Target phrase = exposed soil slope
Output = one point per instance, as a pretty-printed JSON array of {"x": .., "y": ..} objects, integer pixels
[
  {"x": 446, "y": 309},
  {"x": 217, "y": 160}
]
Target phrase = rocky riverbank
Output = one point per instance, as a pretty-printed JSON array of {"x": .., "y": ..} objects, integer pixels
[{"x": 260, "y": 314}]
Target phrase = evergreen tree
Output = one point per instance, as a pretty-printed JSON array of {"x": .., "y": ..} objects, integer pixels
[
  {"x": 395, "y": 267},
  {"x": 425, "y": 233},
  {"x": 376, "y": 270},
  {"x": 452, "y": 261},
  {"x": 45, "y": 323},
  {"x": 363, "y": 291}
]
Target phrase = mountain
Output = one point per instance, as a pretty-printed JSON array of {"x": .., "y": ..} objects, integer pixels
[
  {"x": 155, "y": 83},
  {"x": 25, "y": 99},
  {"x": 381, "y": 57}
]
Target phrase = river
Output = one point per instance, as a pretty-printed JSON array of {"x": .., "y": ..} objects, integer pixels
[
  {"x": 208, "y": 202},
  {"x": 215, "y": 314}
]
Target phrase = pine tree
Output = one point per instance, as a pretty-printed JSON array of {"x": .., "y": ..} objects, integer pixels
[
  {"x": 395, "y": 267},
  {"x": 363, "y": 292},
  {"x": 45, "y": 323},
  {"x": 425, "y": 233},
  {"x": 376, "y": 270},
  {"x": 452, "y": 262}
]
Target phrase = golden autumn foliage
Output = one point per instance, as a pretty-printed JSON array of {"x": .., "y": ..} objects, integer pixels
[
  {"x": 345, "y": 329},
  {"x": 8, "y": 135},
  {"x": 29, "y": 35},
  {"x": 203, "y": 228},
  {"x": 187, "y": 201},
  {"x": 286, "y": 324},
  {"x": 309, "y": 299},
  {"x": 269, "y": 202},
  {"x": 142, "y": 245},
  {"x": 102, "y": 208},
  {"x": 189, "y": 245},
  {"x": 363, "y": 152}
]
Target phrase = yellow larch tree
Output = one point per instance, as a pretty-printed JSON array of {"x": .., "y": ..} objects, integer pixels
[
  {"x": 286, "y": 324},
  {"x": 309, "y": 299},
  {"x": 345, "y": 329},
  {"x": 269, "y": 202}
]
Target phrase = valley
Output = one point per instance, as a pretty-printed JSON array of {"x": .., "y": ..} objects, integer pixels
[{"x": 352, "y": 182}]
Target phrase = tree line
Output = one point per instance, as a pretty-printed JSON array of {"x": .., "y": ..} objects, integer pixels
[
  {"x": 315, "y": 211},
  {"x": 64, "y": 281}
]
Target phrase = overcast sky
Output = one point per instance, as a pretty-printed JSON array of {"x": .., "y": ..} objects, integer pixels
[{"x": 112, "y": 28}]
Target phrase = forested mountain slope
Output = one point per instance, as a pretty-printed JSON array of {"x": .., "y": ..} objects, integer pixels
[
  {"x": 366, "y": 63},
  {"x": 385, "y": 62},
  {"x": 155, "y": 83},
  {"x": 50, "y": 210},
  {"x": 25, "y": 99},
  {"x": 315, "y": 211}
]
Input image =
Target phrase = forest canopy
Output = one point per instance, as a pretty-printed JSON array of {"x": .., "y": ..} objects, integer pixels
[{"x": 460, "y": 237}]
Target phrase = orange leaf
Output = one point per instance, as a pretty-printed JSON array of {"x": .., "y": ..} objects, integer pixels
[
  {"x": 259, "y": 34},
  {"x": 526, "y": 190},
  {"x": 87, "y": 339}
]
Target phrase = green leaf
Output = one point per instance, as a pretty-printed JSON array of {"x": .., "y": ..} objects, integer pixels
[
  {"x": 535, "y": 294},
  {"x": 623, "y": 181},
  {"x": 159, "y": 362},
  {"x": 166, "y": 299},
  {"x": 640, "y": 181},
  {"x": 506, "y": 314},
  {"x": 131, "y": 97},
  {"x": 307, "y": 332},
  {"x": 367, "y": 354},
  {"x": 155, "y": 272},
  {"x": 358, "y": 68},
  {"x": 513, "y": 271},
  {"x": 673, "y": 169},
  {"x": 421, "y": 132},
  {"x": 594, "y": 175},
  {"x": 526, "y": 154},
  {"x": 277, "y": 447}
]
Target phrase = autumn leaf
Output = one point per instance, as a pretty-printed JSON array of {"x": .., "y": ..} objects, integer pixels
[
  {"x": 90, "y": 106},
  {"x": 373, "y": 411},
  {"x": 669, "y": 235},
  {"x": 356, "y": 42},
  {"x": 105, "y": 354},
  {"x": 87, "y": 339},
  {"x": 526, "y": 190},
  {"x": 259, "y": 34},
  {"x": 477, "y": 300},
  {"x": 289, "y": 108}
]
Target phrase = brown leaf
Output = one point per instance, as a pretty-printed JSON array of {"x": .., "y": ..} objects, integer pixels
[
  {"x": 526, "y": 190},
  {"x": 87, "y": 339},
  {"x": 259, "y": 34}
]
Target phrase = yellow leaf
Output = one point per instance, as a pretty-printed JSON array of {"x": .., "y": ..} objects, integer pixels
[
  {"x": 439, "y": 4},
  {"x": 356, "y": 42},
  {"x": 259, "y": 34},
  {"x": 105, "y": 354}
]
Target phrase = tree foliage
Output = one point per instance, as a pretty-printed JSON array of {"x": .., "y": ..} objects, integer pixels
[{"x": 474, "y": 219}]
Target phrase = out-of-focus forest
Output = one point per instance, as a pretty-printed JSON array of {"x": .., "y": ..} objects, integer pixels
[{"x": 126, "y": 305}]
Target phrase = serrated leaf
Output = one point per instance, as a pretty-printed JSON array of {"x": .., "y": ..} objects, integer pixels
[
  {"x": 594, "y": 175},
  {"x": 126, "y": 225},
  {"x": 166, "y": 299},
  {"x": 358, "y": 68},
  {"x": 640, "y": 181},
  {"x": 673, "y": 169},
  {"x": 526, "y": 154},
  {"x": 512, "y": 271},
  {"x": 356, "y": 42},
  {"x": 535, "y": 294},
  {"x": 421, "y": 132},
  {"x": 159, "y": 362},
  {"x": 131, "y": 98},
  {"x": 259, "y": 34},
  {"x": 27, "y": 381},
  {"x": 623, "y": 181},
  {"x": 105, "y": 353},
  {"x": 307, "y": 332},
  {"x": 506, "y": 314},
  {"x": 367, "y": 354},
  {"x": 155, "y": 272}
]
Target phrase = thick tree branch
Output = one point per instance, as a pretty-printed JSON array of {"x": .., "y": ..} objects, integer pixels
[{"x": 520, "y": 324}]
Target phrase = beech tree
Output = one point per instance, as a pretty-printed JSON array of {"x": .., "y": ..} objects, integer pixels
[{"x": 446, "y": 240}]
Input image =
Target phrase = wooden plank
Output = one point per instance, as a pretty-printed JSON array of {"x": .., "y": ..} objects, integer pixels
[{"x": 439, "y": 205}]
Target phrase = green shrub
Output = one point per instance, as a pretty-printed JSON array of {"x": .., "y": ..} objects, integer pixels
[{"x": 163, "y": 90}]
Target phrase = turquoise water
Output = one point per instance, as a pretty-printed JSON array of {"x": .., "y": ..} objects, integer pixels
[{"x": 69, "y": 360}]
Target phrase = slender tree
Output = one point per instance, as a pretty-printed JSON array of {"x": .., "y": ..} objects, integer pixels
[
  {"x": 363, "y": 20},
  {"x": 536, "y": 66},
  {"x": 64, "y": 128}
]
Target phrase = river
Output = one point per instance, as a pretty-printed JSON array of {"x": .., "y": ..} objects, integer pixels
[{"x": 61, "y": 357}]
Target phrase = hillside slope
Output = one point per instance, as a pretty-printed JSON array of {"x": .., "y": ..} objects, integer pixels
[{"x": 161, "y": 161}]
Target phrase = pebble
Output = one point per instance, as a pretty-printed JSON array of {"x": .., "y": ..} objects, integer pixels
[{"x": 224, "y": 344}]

= = = = = = =

OBJECTIVE:
Extract and repeat exactly the lines starting at the line containing "Target phrase = pebble" and ending at the last line of the records, with both ends included.

ANSWER TO THIS TASK:
Target phrase = pebble
Output = one point per instance, as a pretty-printed JSON array of {"x": .., "y": ..} objects, integer pixels
[{"x": 224, "y": 344}]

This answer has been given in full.